- _Requirement_:
Transcribe from the passage on cellular nutrition, starting with "BodSolutions - What" and going on through "of degenerative conditions.".

### Passage ###

BodSolutions - What is the secret to cellular health?
Cellular Nutrition: When we think of health and nutrition, few of us imagine the cell. But actually, the cell is the source of the body’s energy supply; it’s what keeps you not only functioning at optimal health, but functioning at all.
In fact, as soon as the cells lose any of their capacity to produce energy for the body, the result is a decline in health and the emergence of degenerative conditions.
Healthy cell life produces what we call “vitality” – a healthy level of energy and resistance to stress.
But how do we make sure our cells are working at full pump on the energy front? Fortunately, it’s not as hard as it sounds, because scientific research shows that good nutrition is the key.
Cells and energy
To understand how eating a particular diet can affect your cells, and therefore your energy levels, it’s useful to have a rough idea of how the cells actually work: how the cell produces its energy.
That particular task falls to the mitochondria, the "power plants" of the cell. There are hundreds of these in a typical cell, every one containing a unique pattern of DNA, and their job is to facilitate cellular respiration, a process through which they transform oxygen and nutrients into energy and water.
The many finger-like folds in the mitochondrial inner membrane house respiratory chains where this process happens.
The "bad" side of oxygen
So far, so good. Except that unfortunately, oxygen is actually toxic to biological molecules and cells. That means that all processes involving oxygen, including the oxygen used in cellular respiration, leads to the formation of free radicals.
It’s just a consequence of normal metabolism. The bad news is that these free radicals tend to oxidize biological molecules, just as iron oxidizes when it rusts. Eventually, this assault on the cells can damage them, and inactivate the cellular respiration, leading to the death of the cell.
The body’s response to all this is to unleash a grand defense mechanism, using antioxidant molecules (good guys) against the free radicals (bad guys).
It doesn’t always get the response right, however, or it can’t produce enough antioxidants for the task. The result is that free radicals ravage the body’s proteins, fats, and DNA/RNA. The body also removes and repairs some damaged macromolecules, but often the sheer volume of free radicals overwhelms the repair system.

### Provided information ###

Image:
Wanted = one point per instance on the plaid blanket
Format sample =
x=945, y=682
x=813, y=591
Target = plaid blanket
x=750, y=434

###

- _Answer_:
BodSolutions - What is the secret to cellular health?
Cellular Nutrition: When we think of health and nutrition, few of us imagine the cell. But actually, the cell is the source of the body’s energy supply; it’s what keeps you not only functioning at optimal health, but functioning at all.
In fact, as soon as the cells lose any of their capacity to produce energy for the body, the result is a decline in health and the emergence of degenerative conditions.